WHAT YOU NEED TO DO → Output the data word for word, dropping every image.

RAW DATA →
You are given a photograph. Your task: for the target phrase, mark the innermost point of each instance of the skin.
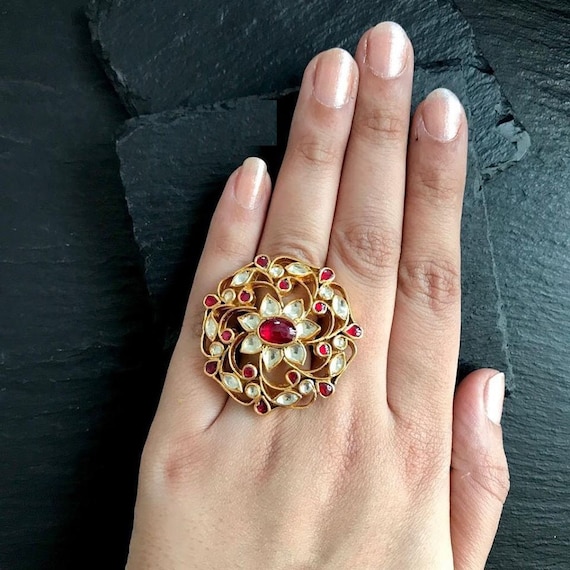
(398, 470)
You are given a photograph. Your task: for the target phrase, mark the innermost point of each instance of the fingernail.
(441, 114)
(249, 183)
(334, 80)
(386, 50)
(494, 396)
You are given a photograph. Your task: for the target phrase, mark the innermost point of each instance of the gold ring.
(278, 333)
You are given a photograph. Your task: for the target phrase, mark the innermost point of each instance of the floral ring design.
(278, 333)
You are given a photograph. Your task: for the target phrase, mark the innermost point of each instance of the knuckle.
(376, 125)
(366, 249)
(298, 247)
(437, 186)
(319, 153)
(435, 283)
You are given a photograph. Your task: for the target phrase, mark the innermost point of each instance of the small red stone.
(354, 331)
(325, 389)
(326, 274)
(249, 371)
(262, 261)
(319, 307)
(210, 300)
(245, 296)
(324, 349)
(277, 331)
(293, 376)
(261, 407)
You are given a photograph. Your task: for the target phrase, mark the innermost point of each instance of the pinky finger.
(232, 242)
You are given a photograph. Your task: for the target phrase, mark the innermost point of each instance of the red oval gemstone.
(320, 307)
(249, 371)
(277, 331)
(326, 274)
(245, 296)
(262, 260)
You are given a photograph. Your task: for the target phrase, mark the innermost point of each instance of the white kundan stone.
(296, 353)
(249, 322)
(286, 399)
(340, 306)
(251, 344)
(211, 328)
(336, 364)
(232, 382)
(216, 349)
(340, 342)
(295, 309)
(252, 391)
(240, 278)
(276, 271)
(228, 295)
(307, 329)
(272, 357)
(270, 307)
(326, 292)
(298, 269)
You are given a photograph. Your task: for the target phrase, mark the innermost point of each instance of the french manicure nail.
(494, 396)
(334, 80)
(250, 182)
(386, 50)
(441, 114)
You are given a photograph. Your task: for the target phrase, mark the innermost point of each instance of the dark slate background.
(80, 354)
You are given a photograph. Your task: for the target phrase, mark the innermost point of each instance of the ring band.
(278, 333)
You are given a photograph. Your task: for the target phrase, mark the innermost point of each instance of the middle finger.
(367, 229)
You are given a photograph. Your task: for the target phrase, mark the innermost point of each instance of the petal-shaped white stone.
(294, 310)
(252, 391)
(336, 364)
(251, 344)
(240, 278)
(276, 271)
(232, 382)
(216, 349)
(340, 342)
(307, 329)
(286, 399)
(249, 322)
(326, 292)
(272, 357)
(211, 328)
(270, 307)
(298, 269)
(296, 353)
(340, 306)
(228, 295)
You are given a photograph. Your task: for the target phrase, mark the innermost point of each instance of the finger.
(189, 395)
(479, 471)
(366, 233)
(424, 341)
(303, 202)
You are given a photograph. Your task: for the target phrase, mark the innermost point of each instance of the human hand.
(395, 471)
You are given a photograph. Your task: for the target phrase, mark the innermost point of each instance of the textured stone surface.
(78, 386)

OUTPUT FOR THIS EXERCISE →
You are given a photograph. Your task: for the target phrase, mark the innermost point of each instance of the skin.
(398, 470)
You are given a photograph. Your task: for the target phrase, mark the innermost point of each instance of the fingernail.
(441, 114)
(249, 183)
(334, 80)
(386, 50)
(494, 396)
You are given a photograph. Your task: for the target phrase, mark the innermost point of each instance of the gold ring.
(278, 333)
You are given a photograph. Your task: for the target phrase, mark the innermost point of each instance of the floral ring design.
(278, 333)
You are given a photograph. Your task: for the target phrase, mark the innermost point of each instance of the knuckle.
(376, 125)
(366, 249)
(298, 247)
(437, 186)
(319, 153)
(435, 283)
You are given a photograph. Your task: for the target phrase, mark the innermost point of each instance of the small red stone.
(354, 331)
(325, 389)
(326, 274)
(249, 371)
(262, 261)
(319, 307)
(210, 300)
(245, 296)
(324, 349)
(277, 331)
(293, 376)
(261, 407)
You are given a photograph. Your task: for the target phrase, mark the innermost point of each instance of the pinky finger.
(232, 242)
You are given a photograph. Your task: for the target phrase, mark the innermost point of each instance of the red oval gemstone.
(320, 307)
(249, 371)
(277, 331)
(326, 274)
(245, 296)
(262, 260)
You are given a photograph. Your task: for the target phrase, mark the innermost point of each instance of the white kundan stone.
(296, 353)
(249, 322)
(286, 399)
(340, 306)
(251, 344)
(211, 328)
(336, 364)
(232, 382)
(216, 349)
(340, 342)
(295, 309)
(252, 391)
(240, 278)
(276, 271)
(228, 295)
(307, 329)
(272, 357)
(270, 307)
(326, 292)
(298, 269)
You are given a photograph. Your task: for the target phrase, mark the innermost point of each instance of the french manicure nail.
(494, 396)
(334, 80)
(250, 182)
(386, 50)
(441, 114)
You are given a photograph. Your task: for the target phrase, mark the innermost point of each instance of the dark slate background.
(80, 354)
You are given a photograph. Your task: for the target phrase, mark the innermost point of each instance of the ring band.
(278, 333)
You are given a photograph. Your task: for the target phrase, mark the innermost point of each instance of the middle finger.
(367, 229)
You are given a photograph. Your task: for the target phrase, mark the innermost point of each instance of the petal-shaped white stone.
(294, 310)
(252, 391)
(336, 364)
(251, 344)
(240, 278)
(276, 271)
(232, 382)
(216, 349)
(340, 342)
(307, 329)
(286, 399)
(249, 322)
(326, 292)
(272, 357)
(211, 328)
(270, 307)
(298, 269)
(296, 353)
(340, 306)
(228, 295)
You are given a photograph. Your task: for the target phrase, mark the innermost point of each instance of the finger.
(189, 395)
(479, 471)
(366, 233)
(424, 341)
(303, 202)
You are given a photograph. Your task: for the target phrase, mark the innermost point of each instance of the human hand.
(395, 471)
You are given a photograph. Your task: for the target phrase, mark the innermost point of each instance of the textured stone surface.
(78, 386)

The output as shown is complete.